→ Data for the task:
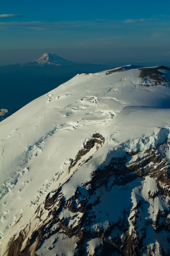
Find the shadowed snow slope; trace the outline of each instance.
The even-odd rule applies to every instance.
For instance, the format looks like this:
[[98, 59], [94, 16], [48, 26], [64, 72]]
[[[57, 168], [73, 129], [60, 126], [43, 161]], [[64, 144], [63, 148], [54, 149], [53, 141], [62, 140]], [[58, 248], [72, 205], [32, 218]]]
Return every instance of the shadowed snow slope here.
[[1, 123], [2, 256], [169, 255], [170, 77], [77, 75]]

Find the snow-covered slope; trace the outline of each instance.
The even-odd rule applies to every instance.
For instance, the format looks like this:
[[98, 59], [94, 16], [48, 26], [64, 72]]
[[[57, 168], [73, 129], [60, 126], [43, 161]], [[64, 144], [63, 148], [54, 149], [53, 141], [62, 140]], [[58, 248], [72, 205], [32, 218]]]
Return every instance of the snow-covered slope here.
[[20, 108], [77, 74], [110, 68], [110, 66], [70, 61], [49, 52], [30, 62], [0, 67], [0, 109], [7, 109], [9, 116], [11, 109], [14, 111]]
[[1, 123], [2, 256], [169, 255], [170, 78], [78, 74]]

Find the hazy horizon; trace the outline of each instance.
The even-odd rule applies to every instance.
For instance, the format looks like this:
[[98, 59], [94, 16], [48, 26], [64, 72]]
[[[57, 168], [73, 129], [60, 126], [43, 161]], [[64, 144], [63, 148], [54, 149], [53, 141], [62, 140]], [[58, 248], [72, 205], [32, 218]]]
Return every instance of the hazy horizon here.
[[85, 63], [169, 66], [170, 9], [157, 0], [4, 1], [0, 65], [49, 52]]

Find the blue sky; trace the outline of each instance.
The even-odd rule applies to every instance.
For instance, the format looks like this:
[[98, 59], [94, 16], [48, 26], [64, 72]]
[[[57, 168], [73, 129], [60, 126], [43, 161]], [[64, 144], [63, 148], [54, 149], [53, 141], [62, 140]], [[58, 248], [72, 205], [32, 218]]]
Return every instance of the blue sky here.
[[47, 51], [81, 62], [170, 63], [169, 1], [6, 0], [0, 7], [1, 65]]

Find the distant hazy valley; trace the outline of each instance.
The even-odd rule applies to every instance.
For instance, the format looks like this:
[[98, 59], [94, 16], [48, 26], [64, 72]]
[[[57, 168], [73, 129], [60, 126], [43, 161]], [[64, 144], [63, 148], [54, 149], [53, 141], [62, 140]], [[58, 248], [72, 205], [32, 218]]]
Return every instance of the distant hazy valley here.
[[50, 53], [31, 62], [1, 67], [0, 109], [7, 109], [8, 114], [0, 116], [0, 120], [77, 74], [112, 67], [70, 61]]

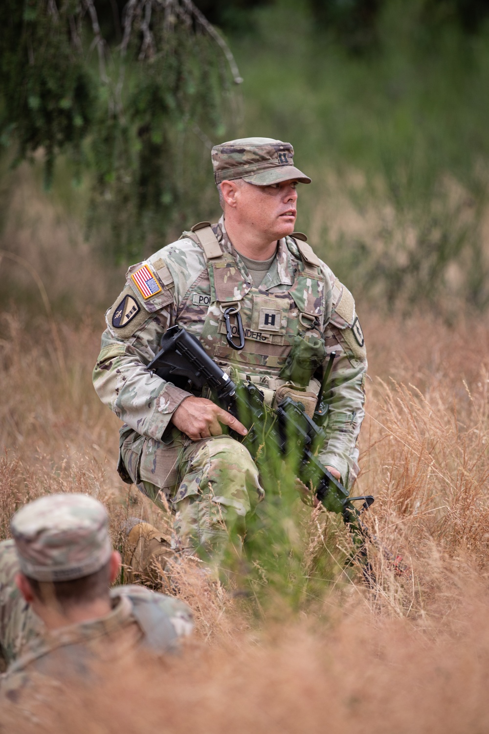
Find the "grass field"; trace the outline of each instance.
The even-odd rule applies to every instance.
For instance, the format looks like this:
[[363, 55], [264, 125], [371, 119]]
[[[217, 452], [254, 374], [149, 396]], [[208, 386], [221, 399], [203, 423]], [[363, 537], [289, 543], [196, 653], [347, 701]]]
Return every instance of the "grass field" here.
[[[0, 258], [0, 534], [29, 499], [82, 491], [107, 504], [118, 545], [128, 512], [151, 512], [117, 477], [119, 421], [91, 385], [122, 272], [29, 172], [15, 181], [1, 247], [18, 259]], [[369, 526], [408, 570], [396, 575], [374, 550], [375, 588], [347, 577], [334, 517], [298, 501], [304, 576], [332, 556], [320, 598], [293, 609], [272, 594], [260, 616], [189, 568], [180, 593], [196, 633], [183, 654], [138, 659], [96, 690], [65, 693], [42, 714], [47, 730], [487, 730], [489, 326], [468, 311], [448, 326], [432, 312], [358, 310], [370, 379], [356, 492], [375, 495]], [[34, 730], [21, 714], [0, 714], [2, 731]]]

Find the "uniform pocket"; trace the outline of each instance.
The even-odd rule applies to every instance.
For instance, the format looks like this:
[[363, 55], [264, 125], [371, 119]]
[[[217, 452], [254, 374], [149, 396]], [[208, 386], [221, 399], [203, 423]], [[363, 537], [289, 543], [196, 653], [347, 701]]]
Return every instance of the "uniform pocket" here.
[[144, 436], [128, 426], [120, 429], [117, 473], [127, 484], [138, 484], [141, 482], [139, 463], [144, 440]]
[[173, 490], [180, 479], [183, 442], [177, 438], [163, 443], [155, 438], [144, 440], [139, 464], [140, 481], [150, 482], [162, 490]]

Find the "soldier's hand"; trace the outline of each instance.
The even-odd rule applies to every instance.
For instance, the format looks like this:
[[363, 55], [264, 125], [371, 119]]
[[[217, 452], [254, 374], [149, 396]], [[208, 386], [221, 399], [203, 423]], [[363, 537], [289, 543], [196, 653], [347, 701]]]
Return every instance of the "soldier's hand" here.
[[243, 424], [212, 400], [193, 396], [180, 404], [172, 416], [172, 423], [193, 441], [209, 436], [220, 436], [222, 433], [221, 424], [229, 426], [242, 436], [248, 433]]

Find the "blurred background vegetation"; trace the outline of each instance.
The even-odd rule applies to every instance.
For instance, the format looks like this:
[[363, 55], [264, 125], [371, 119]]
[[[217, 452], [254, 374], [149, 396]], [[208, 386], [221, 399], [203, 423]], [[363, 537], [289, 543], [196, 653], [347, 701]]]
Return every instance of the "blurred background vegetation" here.
[[213, 144], [269, 136], [313, 178], [298, 228], [357, 294], [487, 308], [482, 0], [5, 0], [0, 49], [4, 221], [30, 159], [106, 267], [134, 261], [218, 215]]
[[[46, 487], [67, 442], [97, 471], [109, 457], [106, 482], [117, 482], [118, 421], [89, 381], [103, 312], [128, 263], [219, 216], [210, 148], [238, 137], [293, 144], [313, 179], [300, 188], [297, 228], [368, 313], [374, 377], [402, 364], [400, 381], [427, 392], [434, 381], [450, 416], [452, 396], [466, 404], [463, 375], [474, 390], [487, 384], [471, 371], [488, 353], [477, 333], [489, 304], [487, 3], [3, 0], [0, 73], [0, 426], [24, 459], [44, 447]], [[427, 426], [416, 457], [434, 440], [428, 407], [414, 421]], [[457, 424], [450, 460], [465, 451], [464, 421], [474, 424]], [[477, 471], [485, 446], [474, 448]], [[394, 482], [407, 459], [392, 456], [372, 459], [362, 491]], [[337, 518], [312, 527], [289, 481], [274, 490], [247, 539], [246, 573], [257, 598], [273, 588], [298, 608], [342, 573], [350, 548]]]

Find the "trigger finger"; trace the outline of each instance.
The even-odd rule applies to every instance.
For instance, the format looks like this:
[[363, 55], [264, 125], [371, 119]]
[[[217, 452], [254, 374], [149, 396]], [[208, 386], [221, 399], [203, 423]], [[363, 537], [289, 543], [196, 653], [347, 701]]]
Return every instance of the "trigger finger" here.
[[209, 432], [211, 436], [220, 436], [222, 433], [222, 428], [218, 421], [214, 420], [209, 424]]

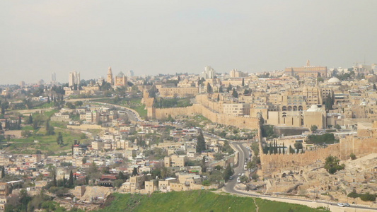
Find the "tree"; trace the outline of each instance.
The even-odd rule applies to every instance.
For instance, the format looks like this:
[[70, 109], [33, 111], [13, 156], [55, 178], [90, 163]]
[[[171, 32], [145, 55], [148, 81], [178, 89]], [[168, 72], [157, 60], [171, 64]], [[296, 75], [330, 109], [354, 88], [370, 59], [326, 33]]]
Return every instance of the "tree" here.
[[68, 187], [72, 188], [74, 187], [74, 172], [72, 170], [69, 172], [69, 179], [68, 179]]
[[29, 115], [29, 119], [28, 120], [28, 124], [33, 124], [33, 116], [31, 114]]
[[330, 174], [333, 175], [337, 170], [342, 170], [345, 167], [344, 164], [340, 165], [339, 161], [340, 160], [337, 157], [329, 155], [325, 159], [324, 167]]
[[254, 179], [254, 180], [257, 180], [259, 178], [259, 175], [257, 175], [257, 173], [254, 173], [251, 175], [251, 179]]
[[297, 150], [297, 153], [301, 149], [303, 149], [303, 143], [301, 142], [296, 142], [294, 143], [294, 148]]
[[203, 156], [203, 159], [202, 159], [202, 172], [207, 172], [207, 167], [206, 167], [206, 157]]
[[200, 134], [197, 136], [197, 153], [201, 153], [206, 150], [206, 141], [203, 133], [200, 131]]
[[50, 121], [46, 122], [46, 135], [50, 136], [54, 135], [55, 131], [54, 131], [54, 126], [50, 125]]
[[57, 174], [54, 172], [54, 176], [52, 177], [52, 185], [56, 187], [57, 184]]
[[234, 174], [234, 171], [231, 167], [231, 164], [228, 163], [228, 165], [226, 166], [224, 172], [224, 179], [225, 179], [225, 181], [228, 181], [228, 179], [229, 179], [229, 177], [232, 176], [233, 174]]
[[327, 97], [325, 100], [325, 107], [327, 110], [332, 110], [332, 105], [334, 105], [335, 99], [334, 96], [331, 94], [328, 94]]
[[3, 165], [3, 167], [1, 167], [1, 179], [4, 178], [4, 177], [5, 177], [5, 168], [4, 168], [4, 166]]
[[61, 132], [59, 132], [57, 135], [57, 143], [60, 146], [63, 146], [63, 135]]
[[134, 167], [134, 170], [132, 170], [132, 176], [136, 176], [137, 175], [138, 175], [137, 168], [135, 167]]
[[355, 199], [356, 199], [357, 197], [359, 197], [360, 194], [357, 194], [356, 192], [356, 191], [354, 189], [352, 191], [352, 192], [348, 194], [348, 195], [347, 195], [347, 196], [348, 196], [349, 198], [353, 198], [354, 199], [354, 202], [355, 201]]
[[363, 194], [360, 195], [360, 199], [362, 201], [376, 201], [376, 195], [371, 194], [369, 192], [366, 194]]
[[237, 91], [236, 91], [236, 89], [233, 89], [233, 92], [232, 92], [232, 96], [235, 98], [238, 98], [238, 93], [237, 93]]
[[119, 172], [118, 179], [126, 179], [126, 177], [124, 176], [124, 174], [123, 174], [123, 172]]

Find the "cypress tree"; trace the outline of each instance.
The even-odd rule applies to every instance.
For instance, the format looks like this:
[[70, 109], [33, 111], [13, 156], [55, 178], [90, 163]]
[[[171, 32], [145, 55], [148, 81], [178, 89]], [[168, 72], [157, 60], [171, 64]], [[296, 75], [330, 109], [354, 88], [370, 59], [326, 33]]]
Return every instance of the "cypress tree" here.
[[74, 187], [74, 172], [71, 170], [69, 172], [69, 179], [68, 179], [68, 187], [71, 188]]
[[1, 167], [1, 178], [4, 178], [5, 177], [5, 168], [4, 166]]
[[54, 172], [54, 176], [52, 177], [52, 185], [57, 186], [57, 174]]
[[200, 134], [197, 136], [197, 153], [202, 153], [202, 151], [204, 151], [206, 150], [206, 141], [204, 140], [204, 136], [203, 136], [203, 133], [202, 131], [200, 131]]

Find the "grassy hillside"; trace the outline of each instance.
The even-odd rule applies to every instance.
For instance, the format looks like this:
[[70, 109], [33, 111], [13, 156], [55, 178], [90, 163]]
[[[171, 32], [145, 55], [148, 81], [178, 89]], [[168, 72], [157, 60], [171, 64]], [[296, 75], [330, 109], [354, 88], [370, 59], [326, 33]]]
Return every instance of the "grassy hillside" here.
[[[264, 211], [328, 211], [305, 206], [255, 199], [259, 212]], [[220, 195], [198, 190], [152, 195], [112, 194], [97, 211], [255, 211], [252, 198]]]

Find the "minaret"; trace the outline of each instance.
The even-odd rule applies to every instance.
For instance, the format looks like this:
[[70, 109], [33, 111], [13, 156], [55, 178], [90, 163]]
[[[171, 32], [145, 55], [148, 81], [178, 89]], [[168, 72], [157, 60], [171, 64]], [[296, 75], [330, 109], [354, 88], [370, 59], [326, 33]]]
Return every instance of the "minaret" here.
[[114, 79], [112, 78], [112, 71], [111, 71], [111, 66], [109, 66], [109, 70], [108, 70], [108, 83], [110, 85], [114, 85]]

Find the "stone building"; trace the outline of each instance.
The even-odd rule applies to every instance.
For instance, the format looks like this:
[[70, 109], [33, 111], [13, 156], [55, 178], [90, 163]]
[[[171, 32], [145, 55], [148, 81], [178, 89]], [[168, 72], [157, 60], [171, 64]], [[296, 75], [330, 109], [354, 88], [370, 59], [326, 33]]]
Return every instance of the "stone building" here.
[[308, 60], [306, 66], [302, 67], [286, 68], [284, 73], [292, 76], [298, 76], [299, 78], [316, 78], [318, 76], [327, 77], [327, 67], [311, 66], [311, 62]]

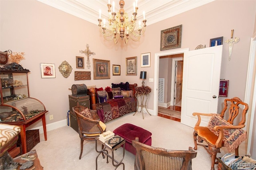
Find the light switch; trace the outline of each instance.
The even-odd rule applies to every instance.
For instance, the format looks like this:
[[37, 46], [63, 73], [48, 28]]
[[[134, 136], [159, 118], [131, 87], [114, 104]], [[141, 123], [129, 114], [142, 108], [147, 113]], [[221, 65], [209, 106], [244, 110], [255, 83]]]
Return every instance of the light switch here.
[[153, 78], [150, 78], [148, 79], [148, 81], [150, 82], [154, 82], [154, 79]]

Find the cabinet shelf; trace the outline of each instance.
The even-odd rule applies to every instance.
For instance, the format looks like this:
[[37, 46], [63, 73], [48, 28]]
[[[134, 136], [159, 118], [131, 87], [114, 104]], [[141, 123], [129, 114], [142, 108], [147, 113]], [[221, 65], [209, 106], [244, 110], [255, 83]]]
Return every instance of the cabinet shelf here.
[[26, 87], [28, 85], [19, 85], [19, 86], [8, 86], [8, 87], [2, 87], [2, 89], [11, 89], [12, 88], [16, 88], [16, 87]]

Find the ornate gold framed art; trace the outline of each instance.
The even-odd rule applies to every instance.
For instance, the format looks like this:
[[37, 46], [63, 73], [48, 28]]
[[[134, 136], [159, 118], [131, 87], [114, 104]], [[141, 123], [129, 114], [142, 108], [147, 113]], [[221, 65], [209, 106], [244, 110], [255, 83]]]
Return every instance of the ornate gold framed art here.
[[182, 25], [161, 31], [160, 50], [180, 48]]
[[116, 64], [112, 65], [113, 66], [113, 75], [121, 75], [121, 66]]
[[62, 62], [58, 67], [60, 72], [65, 78], [67, 78], [72, 71], [72, 67], [66, 61]]
[[76, 68], [84, 68], [84, 60], [83, 57], [76, 56]]
[[126, 75], [137, 75], [137, 56], [126, 58]]
[[93, 59], [93, 79], [110, 78], [110, 61]]

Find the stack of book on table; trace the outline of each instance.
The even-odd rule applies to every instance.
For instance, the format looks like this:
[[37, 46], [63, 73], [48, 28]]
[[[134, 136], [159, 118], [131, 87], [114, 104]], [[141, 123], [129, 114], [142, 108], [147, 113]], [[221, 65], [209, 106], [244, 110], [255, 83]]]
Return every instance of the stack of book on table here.
[[256, 160], [250, 156], [238, 157], [234, 153], [229, 153], [224, 155], [221, 160], [232, 170], [256, 170]]
[[116, 135], [108, 139], [105, 142], [105, 144], [112, 149], [113, 149], [122, 143], [124, 139], [118, 135]]
[[103, 143], [105, 143], [106, 140], [114, 137], [114, 136], [115, 136], [115, 134], [110, 130], [108, 130], [106, 132], [103, 132], [103, 133], [102, 133], [99, 136], [99, 139], [100, 139], [100, 140]]

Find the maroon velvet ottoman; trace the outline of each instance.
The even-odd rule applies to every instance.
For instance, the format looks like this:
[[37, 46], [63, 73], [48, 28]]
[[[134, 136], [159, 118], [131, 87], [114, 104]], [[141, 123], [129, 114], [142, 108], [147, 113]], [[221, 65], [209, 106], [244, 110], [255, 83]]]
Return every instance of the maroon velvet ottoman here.
[[126, 141], [125, 149], [136, 154], [136, 149], [133, 147], [132, 140], [139, 137], [139, 142], [151, 146], [152, 133], [143, 128], [130, 123], [126, 123], [118, 127], [113, 131], [115, 134], [123, 137]]

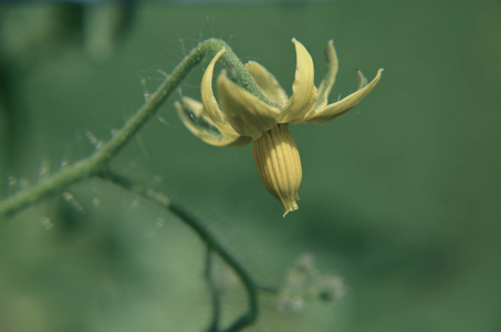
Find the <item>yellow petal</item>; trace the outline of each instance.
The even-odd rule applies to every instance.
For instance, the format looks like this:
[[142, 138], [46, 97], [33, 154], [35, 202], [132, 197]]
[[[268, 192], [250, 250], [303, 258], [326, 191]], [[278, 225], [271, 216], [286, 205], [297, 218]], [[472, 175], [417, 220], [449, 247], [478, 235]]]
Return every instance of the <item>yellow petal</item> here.
[[336, 50], [334, 49], [334, 41], [332, 40], [328, 41], [327, 49], [325, 50], [325, 58], [327, 59], [328, 69], [319, 86], [317, 108], [322, 108], [327, 105], [328, 94], [331, 93], [332, 86], [336, 80], [338, 61]]
[[317, 101], [312, 56], [295, 38], [292, 42], [296, 53], [295, 77], [292, 96], [282, 112], [281, 123], [303, 123], [304, 115], [315, 107]]
[[[379, 82], [382, 73], [383, 69], [379, 69], [377, 71], [376, 77], [374, 77], [374, 80], [369, 84], [334, 104], [330, 104], [323, 108], [317, 108], [311, 114], [306, 115], [305, 122], [321, 125], [324, 122], [334, 120], [345, 114], [359, 101], [362, 101], [374, 89], [374, 86], [376, 86], [377, 82]], [[365, 77], [361, 72], [358, 72], [358, 76], [361, 79], [361, 83], [363, 84]]]
[[217, 127], [219, 127], [220, 125], [221, 126], [228, 125], [228, 121], [225, 114], [221, 112], [221, 108], [219, 108], [218, 101], [216, 100], [212, 90], [213, 68], [216, 65], [216, 62], [219, 60], [219, 58], [221, 58], [221, 55], [225, 52], [226, 50], [222, 49], [216, 54], [215, 58], [212, 58], [212, 60], [210, 61], [209, 65], [206, 69], [206, 72], [203, 73], [200, 86], [200, 96], [201, 102], [203, 104], [205, 114], [212, 121], [212, 123]]
[[234, 131], [253, 141], [274, 126], [280, 116], [279, 108], [268, 105], [231, 82], [226, 71], [218, 77], [218, 95], [221, 111]]
[[[185, 126], [203, 142], [215, 146], [241, 147], [250, 143], [249, 137], [242, 137], [231, 128], [219, 129], [203, 115], [203, 105], [192, 98], [184, 97], [182, 103], [175, 103], [177, 113]], [[231, 133], [232, 132], [232, 133]]]
[[254, 79], [262, 94], [273, 104], [283, 107], [289, 97], [273, 74], [254, 61], [249, 61], [246, 68]]

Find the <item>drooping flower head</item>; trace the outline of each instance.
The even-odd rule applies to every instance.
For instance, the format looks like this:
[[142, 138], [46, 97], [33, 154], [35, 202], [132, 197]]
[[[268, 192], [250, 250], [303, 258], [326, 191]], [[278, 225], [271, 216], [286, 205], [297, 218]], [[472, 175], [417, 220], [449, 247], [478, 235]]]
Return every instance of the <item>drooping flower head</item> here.
[[212, 90], [216, 62], [226, 52], [219, 51], [210, 61], [201, 80], [201, 103], [189, 97], [176, 102], [184, 124], [203, 142], [216, 146], [241, 147], [253, 143], [252, 154], [258, 173], [268, 190], [282, 204], [285, 216], [296, 210], [298, 191], [302, 179], [301, 159], [289, 124], [323, 124], [340, 117], [362, 101], [376, 86], [383, 69], [374, 80], [357, 71], [358, 90], [335, 103], [327, 96], [337, 74], [337, 55], [333, 41], [328, 42], [328, 70], [319, 89], [314, 85], [313, 61], [306, 49], [292, 40], [296, 52], [296, 69], [292, 95], [289, 97], [275, 77], [262, 65], [246, 64], [259, 90], [262, 101], [236, 84], [222, 70], [217, 79], [219, 102]]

→ Task brief:
Pull out and copy every line of the rows above that contains the string "soldier". Case must match.

→ Finished exercise:
Find the "soldier's hand"; trace the outline of each instance.
Return every instance of the "soldier's hand" here.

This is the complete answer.